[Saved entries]

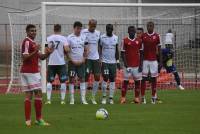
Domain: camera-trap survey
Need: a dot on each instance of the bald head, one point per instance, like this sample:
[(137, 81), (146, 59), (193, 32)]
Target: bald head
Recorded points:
[(92, 25)]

• **What the task requires**:
What lines in the entries above include the string "bald"? Return each one.

• **Written solution**:
Need: a dot on each instance of the bald head, one point per instance, like this sample:
Target: bald head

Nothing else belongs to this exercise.